## SELECTED PASSAGE
▽

# Transformer

## Multi-Headded Attention

In [5]:
import numpy as np
import matplotlib.pyplot as plt
import torch
import torch.nn as nn
import torch.optim as optim
import torch.nn.functional as F


### Scaled Dot-Product Attension
- Data $X \in R^{n\times d}$ whrer $n$ is the number of data and $d$ is the data dimension. Usually 512
- $Q,K\in R^{n\times d_k}$, where $d_k$ is dimension of $K$.
- $V\in R^{n\times d_v}$

##### $\text{Attention}(Q,K,V) = \text{softmax}\big(\frac{QK^T}{\sqrt{d_k}}\big)V \in \mathbb{R}^{n\times d_v}$

In [8]:
# self attention
class SDPA(nn.Module):
    def forward(self,Q,K,V,mask=None):
        d_k = K.size()[-1] # key dimension
        scores = Q.matmul(K.transpose(-2,-1))/np.sqrt(d_k)

△

Write the next part of the Transformer notebook, starting right after its last line of code. The rows that come next are separate material and are not part of the Transformer notebook.

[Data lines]
▽

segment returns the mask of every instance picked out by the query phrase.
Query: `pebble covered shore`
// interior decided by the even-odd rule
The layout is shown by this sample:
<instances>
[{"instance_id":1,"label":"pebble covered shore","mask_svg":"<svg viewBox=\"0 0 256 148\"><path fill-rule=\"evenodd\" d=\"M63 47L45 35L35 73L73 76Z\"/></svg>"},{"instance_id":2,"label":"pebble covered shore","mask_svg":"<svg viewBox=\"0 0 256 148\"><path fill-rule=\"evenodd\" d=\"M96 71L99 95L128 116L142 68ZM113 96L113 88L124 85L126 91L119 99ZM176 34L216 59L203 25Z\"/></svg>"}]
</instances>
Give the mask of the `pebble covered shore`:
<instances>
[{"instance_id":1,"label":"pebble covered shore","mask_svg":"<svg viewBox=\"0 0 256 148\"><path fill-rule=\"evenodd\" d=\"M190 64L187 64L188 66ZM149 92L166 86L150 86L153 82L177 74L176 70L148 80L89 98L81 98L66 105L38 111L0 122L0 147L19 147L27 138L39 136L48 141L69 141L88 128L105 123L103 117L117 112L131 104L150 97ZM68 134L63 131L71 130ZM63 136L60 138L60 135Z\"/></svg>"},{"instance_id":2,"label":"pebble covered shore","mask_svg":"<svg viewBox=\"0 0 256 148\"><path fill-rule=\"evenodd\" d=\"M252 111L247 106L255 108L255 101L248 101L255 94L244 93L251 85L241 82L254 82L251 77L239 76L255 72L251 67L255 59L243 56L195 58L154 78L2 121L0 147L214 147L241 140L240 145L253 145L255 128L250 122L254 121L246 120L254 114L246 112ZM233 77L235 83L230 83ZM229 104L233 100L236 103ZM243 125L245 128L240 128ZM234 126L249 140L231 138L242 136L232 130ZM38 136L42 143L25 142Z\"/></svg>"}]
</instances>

△

## TASK RESPONSE
        if mask is not None: #if mask exists
            scores = scores.maksed_fill(mask==0, -1e9) #mask == 0 인 부분에 -1e9
        attention = F.softmax(scores,dim=-1)#last dim (row vector) is a query score with other keys.
        out = attention.matmul(V)
        return out, attention
    
# Demo run
sdpa = SDPA()
n_batch,d_k,d_v = 3,128,258
Q_n, K_n, V_n = 30, 30, 30 # sequence length
Q = torch.rand(n_batch,Q_n,d_k)
K = torch.rand(n_batch,K_n,d_k)
V = torch.rand(n_batch,Q_n,d_v)
out, attention = sdpa(Q,K,V)
def sh(x): return str(x.shape)[11:-1]
print ("SDPA: Q%s K%s V%s => out%s attention%s"%
       (sh(Q),sh(K),sh(V),sh(out),sh(attention)))

#supports Multi-headedAttention as well
head = 5
Q = torch.rand(n_batch,head,Q_n,d_k)
K = torch.rand(n_batch,head,K_n,d_k)
V = torch.rand(n_batch,head,Q_n,d_v)
out, attention = sdpa(Q,K,V)
def sh(x): return str(x.shape)[11:-1]
print ("SDPA: Q%s K%s V%s => out%s attention%s"%
       (sh(Q),sh(K),sh(V),sh(out),sh(attention)))

#Batch 수가 head 보다 상위 dimension. 5개의 head를 3개씩 process.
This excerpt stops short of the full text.